Saved entries
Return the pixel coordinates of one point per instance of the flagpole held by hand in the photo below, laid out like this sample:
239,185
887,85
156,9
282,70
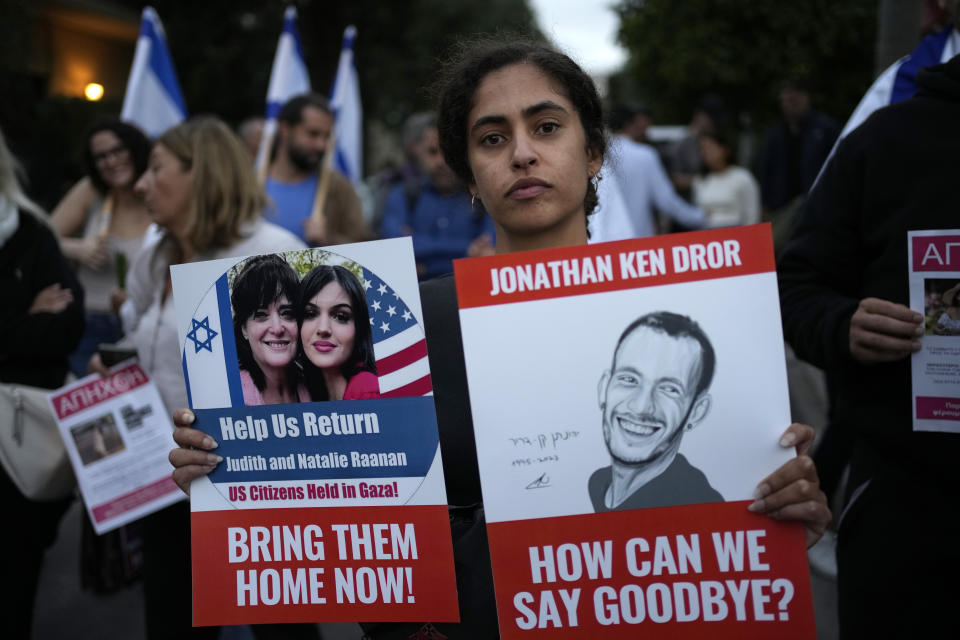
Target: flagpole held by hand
317,216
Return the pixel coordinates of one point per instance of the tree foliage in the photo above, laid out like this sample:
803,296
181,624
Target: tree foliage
742,50
223,49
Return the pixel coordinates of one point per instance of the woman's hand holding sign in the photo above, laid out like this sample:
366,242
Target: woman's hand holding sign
792,492
191,460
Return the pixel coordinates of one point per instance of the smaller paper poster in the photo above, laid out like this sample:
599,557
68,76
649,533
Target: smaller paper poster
934,268
118,436
309,368
627,398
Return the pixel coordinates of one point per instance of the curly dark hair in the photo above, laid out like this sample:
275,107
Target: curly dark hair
473,60
362,357
262,281
134,140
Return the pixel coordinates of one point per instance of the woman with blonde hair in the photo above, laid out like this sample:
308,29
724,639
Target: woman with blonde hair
521,125
200,189
40,323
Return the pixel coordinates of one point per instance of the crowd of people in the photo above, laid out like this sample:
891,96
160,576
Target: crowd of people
515,158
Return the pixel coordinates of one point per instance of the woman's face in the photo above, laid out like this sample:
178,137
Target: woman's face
272,334
528,154
165,188
713,153
328,330
112,159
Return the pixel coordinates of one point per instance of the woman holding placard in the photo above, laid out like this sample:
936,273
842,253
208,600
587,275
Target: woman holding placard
522,126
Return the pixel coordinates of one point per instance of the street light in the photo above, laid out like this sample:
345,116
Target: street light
93,91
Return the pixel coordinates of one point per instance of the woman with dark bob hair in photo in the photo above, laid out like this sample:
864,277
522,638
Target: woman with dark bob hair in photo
522,125
336,344
265,329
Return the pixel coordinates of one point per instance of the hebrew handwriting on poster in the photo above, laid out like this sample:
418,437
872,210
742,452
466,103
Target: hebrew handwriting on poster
645,398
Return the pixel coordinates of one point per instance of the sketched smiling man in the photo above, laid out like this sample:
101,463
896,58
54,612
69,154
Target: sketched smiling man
655,391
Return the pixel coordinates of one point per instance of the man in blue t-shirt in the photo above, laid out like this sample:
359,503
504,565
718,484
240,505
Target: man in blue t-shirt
437,212
304,125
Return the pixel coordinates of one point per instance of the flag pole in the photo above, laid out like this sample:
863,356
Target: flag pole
326,168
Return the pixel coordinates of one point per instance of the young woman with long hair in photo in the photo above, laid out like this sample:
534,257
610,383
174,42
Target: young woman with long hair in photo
521,124
265,328
335,339
99,219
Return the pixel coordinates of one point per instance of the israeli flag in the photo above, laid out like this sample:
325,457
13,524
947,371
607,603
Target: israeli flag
153,100
288,78
347,112
898,82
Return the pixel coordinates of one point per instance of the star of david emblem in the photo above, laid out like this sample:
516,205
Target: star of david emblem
202,328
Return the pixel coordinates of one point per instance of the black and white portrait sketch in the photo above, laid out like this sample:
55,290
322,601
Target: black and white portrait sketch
656,390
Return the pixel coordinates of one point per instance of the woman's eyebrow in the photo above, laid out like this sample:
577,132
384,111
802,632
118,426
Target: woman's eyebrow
546,105
485,120
532,110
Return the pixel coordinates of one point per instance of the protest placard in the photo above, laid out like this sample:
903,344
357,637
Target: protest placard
117,435
331,505
934,268
644,403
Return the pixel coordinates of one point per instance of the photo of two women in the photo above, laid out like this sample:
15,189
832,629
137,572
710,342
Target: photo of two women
302,329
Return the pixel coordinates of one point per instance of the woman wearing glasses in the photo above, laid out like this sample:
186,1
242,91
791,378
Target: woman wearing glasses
98,221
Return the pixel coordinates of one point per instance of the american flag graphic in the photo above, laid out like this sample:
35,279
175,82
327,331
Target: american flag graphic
398,342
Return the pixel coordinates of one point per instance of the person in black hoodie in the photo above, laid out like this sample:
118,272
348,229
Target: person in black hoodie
844,297
41,320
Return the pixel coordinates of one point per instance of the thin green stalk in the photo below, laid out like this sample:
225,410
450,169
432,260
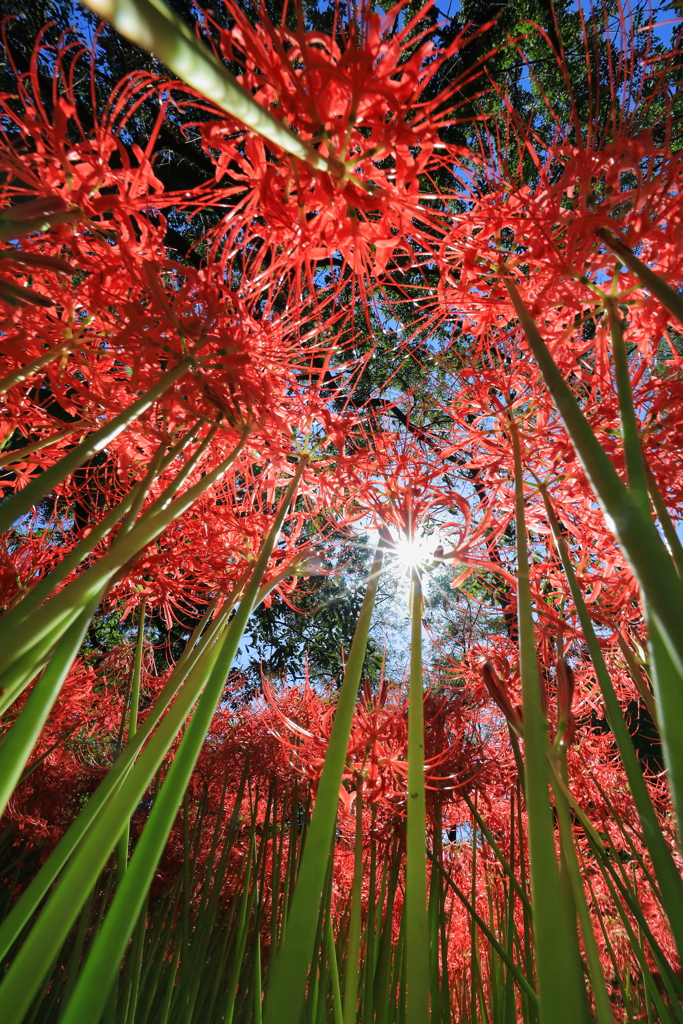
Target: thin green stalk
51,580
22,737
288,979
633,452
602,1004
639,539
337,1015
157,29
415,908
667,872
22,501
25,907
104,956
60,609
561,994
351,973
668,526
523,983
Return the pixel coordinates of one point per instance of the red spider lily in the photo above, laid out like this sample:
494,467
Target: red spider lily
378,744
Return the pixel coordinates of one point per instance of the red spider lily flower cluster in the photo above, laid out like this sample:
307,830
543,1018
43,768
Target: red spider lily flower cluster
96,311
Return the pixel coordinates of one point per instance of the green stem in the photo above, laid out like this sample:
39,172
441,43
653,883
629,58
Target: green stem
669,298
351,973
561,994
288,981
122,855
22,501
27,972
638,538
153,26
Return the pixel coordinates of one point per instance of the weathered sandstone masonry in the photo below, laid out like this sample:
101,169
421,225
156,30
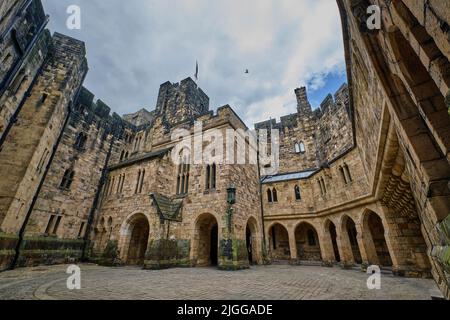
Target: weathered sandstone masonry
363,178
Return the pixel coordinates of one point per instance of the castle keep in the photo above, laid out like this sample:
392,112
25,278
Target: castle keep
363,179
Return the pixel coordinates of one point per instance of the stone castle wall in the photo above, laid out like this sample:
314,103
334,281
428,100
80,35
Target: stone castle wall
371,164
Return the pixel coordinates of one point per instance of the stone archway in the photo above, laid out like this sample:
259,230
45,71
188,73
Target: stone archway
134,238
252,241
350,240
307,240
377,247
330,227
279,243
206,241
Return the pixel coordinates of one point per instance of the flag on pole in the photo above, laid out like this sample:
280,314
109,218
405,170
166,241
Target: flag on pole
196,70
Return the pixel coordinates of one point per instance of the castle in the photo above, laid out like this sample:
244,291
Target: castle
363,180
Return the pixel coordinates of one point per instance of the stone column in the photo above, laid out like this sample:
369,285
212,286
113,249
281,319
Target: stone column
366,247
326,248
292,245
345,249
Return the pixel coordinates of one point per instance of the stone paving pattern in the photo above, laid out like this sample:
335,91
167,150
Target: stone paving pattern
275,282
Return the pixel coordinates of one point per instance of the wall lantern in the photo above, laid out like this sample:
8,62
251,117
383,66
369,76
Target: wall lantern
231,194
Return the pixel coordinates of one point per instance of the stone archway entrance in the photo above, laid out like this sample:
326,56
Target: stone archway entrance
252,241
206,241
352,234
136,235
307,240
333,236
374,226
279,243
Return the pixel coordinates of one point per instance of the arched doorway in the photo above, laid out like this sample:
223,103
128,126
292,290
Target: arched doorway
137,233
251,237
206,241
279,243
374,225
333,236
352,237
249,244
307,240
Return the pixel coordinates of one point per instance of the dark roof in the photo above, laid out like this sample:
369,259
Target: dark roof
168,209
146,156
288,177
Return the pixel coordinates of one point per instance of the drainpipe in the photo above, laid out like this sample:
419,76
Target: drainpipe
13,72
261,195
47,169
36,195
97,198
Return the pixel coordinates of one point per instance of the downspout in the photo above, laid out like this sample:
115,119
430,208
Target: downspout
97,198
18,64
41,183
17,14
36,195
13,119
261,198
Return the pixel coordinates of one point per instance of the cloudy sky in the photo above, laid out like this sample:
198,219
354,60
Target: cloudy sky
135,45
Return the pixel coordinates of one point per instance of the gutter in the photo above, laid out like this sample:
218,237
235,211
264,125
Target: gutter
36,195
11,75
41,183
90,221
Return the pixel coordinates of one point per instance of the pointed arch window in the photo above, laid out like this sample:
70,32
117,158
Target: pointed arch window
345,174
298,195
211,174
80,141
274,195
269,196
184,168
322,186
67,179
300,147
311,238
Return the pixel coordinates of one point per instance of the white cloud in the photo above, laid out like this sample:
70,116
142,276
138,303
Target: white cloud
136,45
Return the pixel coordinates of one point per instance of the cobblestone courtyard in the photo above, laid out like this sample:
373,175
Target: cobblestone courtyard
262,282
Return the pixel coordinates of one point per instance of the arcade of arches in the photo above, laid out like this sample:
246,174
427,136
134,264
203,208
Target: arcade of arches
350,239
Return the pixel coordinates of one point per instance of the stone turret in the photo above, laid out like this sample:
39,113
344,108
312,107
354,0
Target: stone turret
303,105
181,102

*EXERCISE GOAL*. The result should consist solely of the lines from the one that contains "of the arched" to the last line of the records above, reproduced exactly.

*PROBLEM SOLUTION*.
Return the pixel coordinates of one point per instance of the arched doorway in the photo above, laid out like this sample:
223,103
128,126
292,290
Target: arched doorway
137,233
251,237
206,241
279,243
374,225
333,236
352,237
249,244
307,240
Return the pixel coordinates of one point per instance of the dark roof in the photo above, laid out like this sample:
369,259
Target: dark roof
168,209
146,156
288,177
Return the pixel coordinates of one point per instance of the drainpipe in the photo above, laid out like this sample:
419,76
Target: drainpipe
13,72
261,195
47,169
36,195
97,198
Return the pixel coordinates of one point per instance of the downspout in the photo above, laid out like this sample:
115,119
430,208
Target: downspout
97,198
18,64
41,183
17,14
36,195
13,119
261,198
Return the pixel coordinates of one point per instance of the cloudy sky in the photo above, laid out like this sample:
198,219
354,60
Target: cloudy sky
135,45
Return the pixel coordinates of one point per instance of the gutter in the photo above, laid out like this sample:
218,237
235,211
264,125
Target: gutter
36,195
11,75
41,183
90,221
Return the pixel coordinates of one point per instance of the pointed arch window in the photo above, laid out like this sample:
70,32
117,158
Target: pointed arch window
345,174
298,195
211,174
80,141
274,195
269,196
184,168
322,186
67,179
300,147
311,238
Return the pixel coordinates of one point per instance of the white cloud in the photo above, laid out like this sample:
70,116
142,276
138,303
Target: white cloud
136,45
Return the pixel coordinates of one point per instance of the cobblestone courtyard in the photo above, laid out like this sample:
373,175
Target: cobblestone courtyard
262,282
Return the pixel coordinates of one point per instance of the arcade of arches in the photo above, laid out like this sample:
246,174
427,136
134,264
203,208
Target: arcade of arches
350,239
Return the pixel coordinates of one point per instance of the stone turret in the photo above, laid out like this sample:
39,113
344,108
312,107
354,0
Target: stone turret
303,105
181,102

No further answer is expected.